─── TRECHO DO DOCUMENTO
As bandeiras nacionais são definidas, em conjunto com o hino e a língua, como sendo um dos símbolos representativos de uma nação ou de um país soberano. No entanto, a queima de bandeiras em protestos, como frequentemente tem acontecido com a dos Estados Unidos, ou o enrolar-se em bandeiras, como fazem os jogadores de futebol quando comemoram uma vitória, são cenas comuns na mídia que remetem para uma análise mais ampla. Nesses contextos, as bandeiras nacionais estão no centro de acontecimentos que exaltam ou recusam valores e posições políticas, marcam o momento histórico atual e colocam em evidência os conflitos e tensões de múltiplas identidades.
José Luiz Fiorin, lingüista da Universidade de São Paulo afirma que a análise corrente das cores e formas da bandeira brasileira, como a que associa o verde às matas ou o amarelo ao ouro, é uma explicação popular um pouco frágil a respeito de seu simbolismo. Para uma análise semiótica, Fiorin ressalta a importância de se levar em conta que o símbolo é um elemento concreto que manifesta uma idéia abstrata. “Além disso, todo signo lingüístico, seja ele simbólico ou não simbólico, tem um significante (que é o elemento sensível, imagem ou sons por exemplo) e um significado, que é o conteúdo. Para que haja um símbolo é necessário existir uma relação necessária entre o significante e o significado. E, para analisá-lo, deve-se considerar, entre outros elementos, a cultura, pois os símbolos variam de uma cultura para outra”, explica ele.
──────
*LISTA DE TAREFAS:*
[1] No texto sobre as bandeiras nacionais, explique por que, segundo Fiorin, a cultura deve ser levada em conta na análise de um símbolo.
[2] Prolongue o texto sobre as bandeiras nacionais a partir do ponto em que ele termina.
Os dados não são necessários para resolver estas tarefas.
─── CONJUNTO DE DADOS
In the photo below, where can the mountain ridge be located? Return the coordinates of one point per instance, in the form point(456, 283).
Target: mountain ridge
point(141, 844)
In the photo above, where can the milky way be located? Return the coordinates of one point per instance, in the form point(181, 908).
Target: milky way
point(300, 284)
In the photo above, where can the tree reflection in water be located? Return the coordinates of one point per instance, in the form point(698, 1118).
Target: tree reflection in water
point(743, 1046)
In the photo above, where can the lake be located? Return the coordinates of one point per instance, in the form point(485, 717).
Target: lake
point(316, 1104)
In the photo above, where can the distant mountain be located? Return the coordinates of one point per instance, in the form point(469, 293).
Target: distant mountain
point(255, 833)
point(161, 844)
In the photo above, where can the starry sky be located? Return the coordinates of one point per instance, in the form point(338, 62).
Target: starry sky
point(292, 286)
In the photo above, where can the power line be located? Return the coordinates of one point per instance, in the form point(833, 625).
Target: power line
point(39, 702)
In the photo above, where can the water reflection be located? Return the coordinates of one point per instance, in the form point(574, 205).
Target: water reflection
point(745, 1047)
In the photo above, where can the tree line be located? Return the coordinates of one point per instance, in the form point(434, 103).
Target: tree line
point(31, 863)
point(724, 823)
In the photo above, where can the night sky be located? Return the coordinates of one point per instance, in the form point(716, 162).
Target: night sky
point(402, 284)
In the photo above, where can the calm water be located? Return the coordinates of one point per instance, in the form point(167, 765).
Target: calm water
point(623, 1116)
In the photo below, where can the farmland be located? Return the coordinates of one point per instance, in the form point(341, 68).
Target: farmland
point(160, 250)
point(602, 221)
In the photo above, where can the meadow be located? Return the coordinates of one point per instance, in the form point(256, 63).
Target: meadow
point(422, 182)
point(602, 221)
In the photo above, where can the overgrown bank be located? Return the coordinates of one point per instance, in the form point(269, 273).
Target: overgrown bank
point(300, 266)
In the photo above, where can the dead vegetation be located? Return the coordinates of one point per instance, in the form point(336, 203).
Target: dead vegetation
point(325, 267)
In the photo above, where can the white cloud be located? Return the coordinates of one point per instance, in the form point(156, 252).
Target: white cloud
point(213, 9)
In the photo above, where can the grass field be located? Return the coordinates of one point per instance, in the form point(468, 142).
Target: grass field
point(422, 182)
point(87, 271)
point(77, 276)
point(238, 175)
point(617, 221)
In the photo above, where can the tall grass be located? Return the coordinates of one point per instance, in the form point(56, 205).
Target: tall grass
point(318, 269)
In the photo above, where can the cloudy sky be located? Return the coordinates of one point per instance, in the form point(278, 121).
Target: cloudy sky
──────
*RESPOSTAS DO EXERCÍCIO:*
[1] Segundo Fiorin, a cultura deve ser considerada porque os símbolos variam de uma cultura para outra. Por isso, ela é um dos elementos que, entre outros, devem entrar na análise de um símbolo.

[2]
O lingüista afirma que quando a bandeira brasileira é mostrada em eventos esportivos, balançada ou enrolada nos corpos dos atletas, há uma exaltação de valores culturais associados a essa bandeira e, para compreender os significados envolvidos, é importante compreender tais valores. “Nesse momento – diz ele - exalta-se a brasilianidade e o que ela significa. A bandeira, assim como o hino, é um símbolo da nacionalidade, o símbolo de um determinado país. Evidentemente, ao simbolizá-lo transmite valores que estão associados a esse país, ou que esse país pretendeu que fossem associados a ele”. Para casos como o da queima de bandeiras dos EUA o lingüista procura diferenciar dois episódios: os recentes protestos de países árabes contra a política norte-americana no oriente e a queima de bandeiras norte-americanas durante a guerra do Vietnã.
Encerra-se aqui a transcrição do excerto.